[[ Given data open ]]
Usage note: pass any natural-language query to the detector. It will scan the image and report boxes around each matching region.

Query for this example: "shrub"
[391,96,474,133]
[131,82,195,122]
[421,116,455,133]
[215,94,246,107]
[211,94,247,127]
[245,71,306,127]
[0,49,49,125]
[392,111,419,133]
[[ Given data closed ]]
Activity: Output the records once more, exactly as they stand.

Written solution:
Usage note: pass any natural-language query to the detector. It will scan the image and report boxes around each matching region.

Query for this example: "shrub"
[391,96,474,133]
[131,82,195,122]
[421,116,455,133]
[215,94,246,107]
[211,94,247,127]
[245,71,306,127]
[0,49,49,125]
[392,111,419,133]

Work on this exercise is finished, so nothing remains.